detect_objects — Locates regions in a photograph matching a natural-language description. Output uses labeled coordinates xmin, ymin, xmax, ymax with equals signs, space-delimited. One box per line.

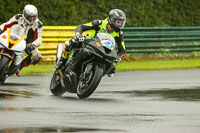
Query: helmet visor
xmin=27 ymin=16 xmax=36 ymax=22
xmin=113 ymin=19 xmax=126 ymax=29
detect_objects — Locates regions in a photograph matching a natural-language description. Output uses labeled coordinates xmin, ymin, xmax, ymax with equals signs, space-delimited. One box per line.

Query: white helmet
xmin=23 ymin=5 xmax=38 ymax=24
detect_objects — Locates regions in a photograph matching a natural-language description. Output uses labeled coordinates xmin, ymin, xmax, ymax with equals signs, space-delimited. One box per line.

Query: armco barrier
xmin=123 ymin=27 xmax=200 ymax=54
xmin=39 ymin=26 xmax=200 ymax=62
xmin=39 ymin=26 xmax=90 ymax=62
xmin=39 ymin=26 xmax=76 ymax=62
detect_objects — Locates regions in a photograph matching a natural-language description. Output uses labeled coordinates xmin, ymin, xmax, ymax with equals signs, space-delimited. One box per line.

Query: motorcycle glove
xmin=115 ymin=57 xmax=121 ymax=63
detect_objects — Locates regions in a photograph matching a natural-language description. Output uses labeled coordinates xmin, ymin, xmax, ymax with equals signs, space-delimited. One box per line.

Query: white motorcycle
xmin=0 ymin=25 xmax=26 ymax=84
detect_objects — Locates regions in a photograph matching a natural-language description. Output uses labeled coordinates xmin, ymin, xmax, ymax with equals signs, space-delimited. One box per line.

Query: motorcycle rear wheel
xmin=77 ymin=65 xmax=103 ymax=99
xmin=0 ymin=56 xmax=10 ymax=84
xmin=50 ymin=71 xmax=65 ymax=96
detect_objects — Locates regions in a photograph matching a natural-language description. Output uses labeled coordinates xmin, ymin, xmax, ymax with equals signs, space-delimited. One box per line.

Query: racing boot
xmin=55 ymin=56 xmax=67 ymax=69
xmin=15 ymin=55 xmax=31 ymax=77
xmin=107 ymin=64 xmax=116 ymax=77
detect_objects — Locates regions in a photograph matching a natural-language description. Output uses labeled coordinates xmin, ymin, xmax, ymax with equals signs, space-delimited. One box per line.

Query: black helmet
xmin=108 ymin=9 xmax=126 ymax=32
xmin=23 ymin=5 xmax=38 ymax=24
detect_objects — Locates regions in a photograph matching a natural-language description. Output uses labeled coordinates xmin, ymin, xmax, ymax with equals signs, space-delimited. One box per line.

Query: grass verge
xmin=22 ymin=59 xmax=200 ymax=75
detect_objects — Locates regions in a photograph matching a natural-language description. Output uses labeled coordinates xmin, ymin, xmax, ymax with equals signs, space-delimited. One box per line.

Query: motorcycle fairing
xmin=0 ymin=28 xmax=26 ymax=51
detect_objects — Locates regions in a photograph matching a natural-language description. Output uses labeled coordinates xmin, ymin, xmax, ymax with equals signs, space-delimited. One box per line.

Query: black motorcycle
xmin=50 ymin=33 xmax=117 ymax=99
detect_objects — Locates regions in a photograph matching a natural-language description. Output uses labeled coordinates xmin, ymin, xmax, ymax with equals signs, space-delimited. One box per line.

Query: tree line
xmin=0 ymin=0 xmax=200 ymax=27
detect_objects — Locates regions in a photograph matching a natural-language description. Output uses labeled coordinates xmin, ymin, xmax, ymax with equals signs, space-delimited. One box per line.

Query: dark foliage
xmin=0 ymin=0 xmax=200 ymax=26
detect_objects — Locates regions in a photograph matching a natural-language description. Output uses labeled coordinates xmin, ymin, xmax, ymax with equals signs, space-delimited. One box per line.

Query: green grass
xmin=22 ymin=59 xmax=200 ymax=75
xmin=116 ymin=59 xmax=200 ymax=71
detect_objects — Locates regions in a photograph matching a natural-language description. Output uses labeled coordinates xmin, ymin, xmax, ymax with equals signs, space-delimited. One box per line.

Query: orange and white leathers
xmin=0 ymin=14 xmax=43 ymax=62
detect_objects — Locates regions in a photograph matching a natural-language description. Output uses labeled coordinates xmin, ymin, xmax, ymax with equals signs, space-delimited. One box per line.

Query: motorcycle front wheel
xmin=50 ymin=70 xmax=65 ymax=96
xmin=77 ymin=65 xmax=103 ymax=99
xmin=0 ymin=56 xmax=10 ymax=84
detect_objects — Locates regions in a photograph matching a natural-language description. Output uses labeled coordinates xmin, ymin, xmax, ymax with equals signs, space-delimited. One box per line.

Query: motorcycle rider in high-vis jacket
xmin=55 ymin=9 xmax=126 ymax=76
xmin=0 ymin=4 xmax=43 ymax=76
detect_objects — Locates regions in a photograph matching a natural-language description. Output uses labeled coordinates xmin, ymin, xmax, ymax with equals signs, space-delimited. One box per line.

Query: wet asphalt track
xmin=0 ymin=69 xmax=200 ymax=133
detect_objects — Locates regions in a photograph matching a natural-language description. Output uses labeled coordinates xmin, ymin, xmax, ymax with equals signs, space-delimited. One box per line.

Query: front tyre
xmin=77 ymin=65 xmax=103 ymax=99
xmin=0 ymin=56 xmax=10 ymax=84
xmin=50 ymin=70 xmax=65 ymax=96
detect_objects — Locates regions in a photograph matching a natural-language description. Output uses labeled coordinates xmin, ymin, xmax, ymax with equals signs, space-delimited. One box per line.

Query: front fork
xmin=0 ymin=48 xmax=16 ymax=67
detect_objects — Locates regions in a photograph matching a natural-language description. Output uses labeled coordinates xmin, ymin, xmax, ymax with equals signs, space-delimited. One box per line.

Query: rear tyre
xmin=50 ymin=70 xmax=65 ymax=96
xmin=0 ymin=56 xmax=10 ymax=84
xmin=77 ymin=65 xmax=103 ymax=99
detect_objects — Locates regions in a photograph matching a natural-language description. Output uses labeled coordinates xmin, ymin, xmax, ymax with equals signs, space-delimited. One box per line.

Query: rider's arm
xmin=0 ymin=14 xmax=21 ymax=32
xmin=76 ymin=20 xmax=102 ymax=35
xmin=32 ymin=21 xmax=43 ymax=47
xmin=115 ymin=31 xmax=126 ymax=58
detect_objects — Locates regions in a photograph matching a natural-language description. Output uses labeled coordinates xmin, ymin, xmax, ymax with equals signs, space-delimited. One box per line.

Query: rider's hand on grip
xmin=115 ymin=57 xmax=121 ymax=63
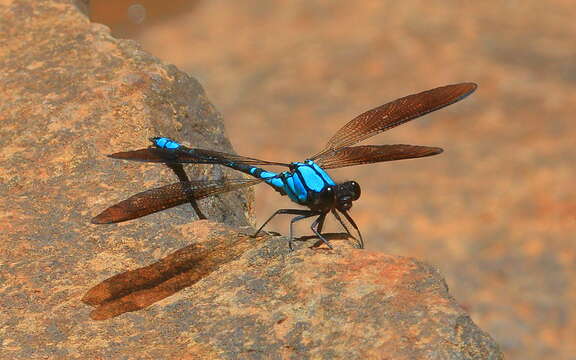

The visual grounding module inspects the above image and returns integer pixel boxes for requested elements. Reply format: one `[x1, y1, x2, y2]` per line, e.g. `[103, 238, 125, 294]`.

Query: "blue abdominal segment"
[152, 137, 181, 150]
[152, 137, 336, 205]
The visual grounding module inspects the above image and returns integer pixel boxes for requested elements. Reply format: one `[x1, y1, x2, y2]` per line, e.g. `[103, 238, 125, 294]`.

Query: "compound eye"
[350, 181, 362, 200]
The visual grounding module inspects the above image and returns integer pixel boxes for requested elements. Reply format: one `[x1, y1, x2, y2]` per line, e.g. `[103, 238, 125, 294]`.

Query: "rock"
[0, 0, 501, 359]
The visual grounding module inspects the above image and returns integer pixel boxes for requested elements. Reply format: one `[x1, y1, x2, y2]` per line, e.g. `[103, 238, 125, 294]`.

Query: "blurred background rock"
[91, 0, 576, 359]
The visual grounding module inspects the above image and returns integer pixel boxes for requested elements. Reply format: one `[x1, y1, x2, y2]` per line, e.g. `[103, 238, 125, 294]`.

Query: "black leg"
[316, 213, 327, 233]
[288, 210, 320, 251]
[166, 164, 206, 219]
[252, 209, 311, 237]
[310, 213, 333, 249]
[340, 211, 364, 249]
[332, 209, 358, 241]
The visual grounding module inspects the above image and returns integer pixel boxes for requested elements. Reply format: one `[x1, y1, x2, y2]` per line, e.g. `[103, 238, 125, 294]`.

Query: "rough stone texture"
[94, 0, 576, 360]
[0, 0, 501, 359]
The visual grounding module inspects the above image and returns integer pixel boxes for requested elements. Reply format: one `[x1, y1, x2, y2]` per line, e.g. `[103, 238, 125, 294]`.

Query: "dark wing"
[108, 147, 289, 166]
[311, 83, 476, 160]
[92, 179, 263, 224]
[316, 144, 443, 169]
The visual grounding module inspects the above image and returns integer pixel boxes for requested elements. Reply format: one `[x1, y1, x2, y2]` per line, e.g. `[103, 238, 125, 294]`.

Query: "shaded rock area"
[0, 0, 501, 359]
[94, 0, 576, 360]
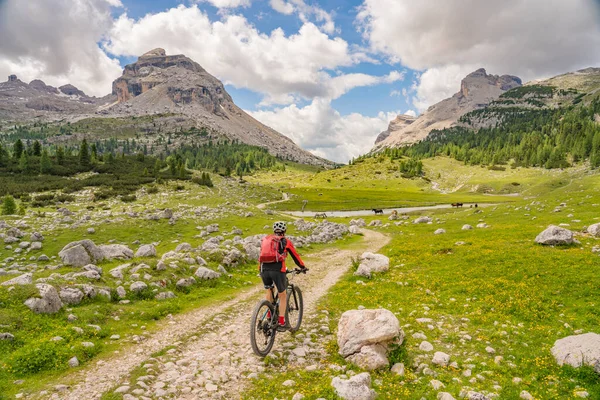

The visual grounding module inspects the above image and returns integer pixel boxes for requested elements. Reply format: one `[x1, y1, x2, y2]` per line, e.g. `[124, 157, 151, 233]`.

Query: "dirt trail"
[256, 193, 290, 210]
[52, 229, 389, 400]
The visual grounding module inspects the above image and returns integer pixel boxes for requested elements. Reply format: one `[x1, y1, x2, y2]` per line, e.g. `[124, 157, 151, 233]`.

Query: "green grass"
[245, 171, 600, 399]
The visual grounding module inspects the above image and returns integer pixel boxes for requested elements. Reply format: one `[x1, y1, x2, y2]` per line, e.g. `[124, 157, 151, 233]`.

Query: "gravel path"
[51, 229, 389, 400]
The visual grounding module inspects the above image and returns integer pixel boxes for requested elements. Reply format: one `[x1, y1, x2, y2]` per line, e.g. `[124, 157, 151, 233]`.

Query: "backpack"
[258, 235, 287, 263]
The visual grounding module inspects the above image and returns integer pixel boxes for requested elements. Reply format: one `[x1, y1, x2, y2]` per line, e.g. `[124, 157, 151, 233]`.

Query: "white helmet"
[273, 221, 287, 232]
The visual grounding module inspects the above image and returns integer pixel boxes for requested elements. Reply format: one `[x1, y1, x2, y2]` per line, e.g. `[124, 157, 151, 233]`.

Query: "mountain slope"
[0, 49, 333, 166]
[100, 49, 331, 166]
[375, 68, 522, 150]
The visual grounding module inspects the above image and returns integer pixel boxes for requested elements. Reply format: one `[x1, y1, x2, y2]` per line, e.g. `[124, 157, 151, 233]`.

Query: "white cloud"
[270, 0, 295, 15]
[104, 5, 382, 105]
[197, 0, 251, 9]
[270, 0, 336, 34]
[247, 99, 398, 163]
[0, 0, 121, 95]
[358, 0, 600, 109]
[413, 65, 477, 112]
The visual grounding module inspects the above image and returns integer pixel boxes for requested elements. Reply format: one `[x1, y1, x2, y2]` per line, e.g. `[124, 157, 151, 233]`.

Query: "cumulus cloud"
[246, 99, 398, 163]
[270, 0, 336, 34]
[104, 5, 382, 105]
[198, 0, 251, 9]
[0, 0, 122, 95]
[358, 0, 600, 109]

###

- The request: Please identify and copy every line of the data above that contains the word "wheel", treating case as significant.

- Solution below:
Query: motorcycle rear wheel
Query: motorcycle front wheel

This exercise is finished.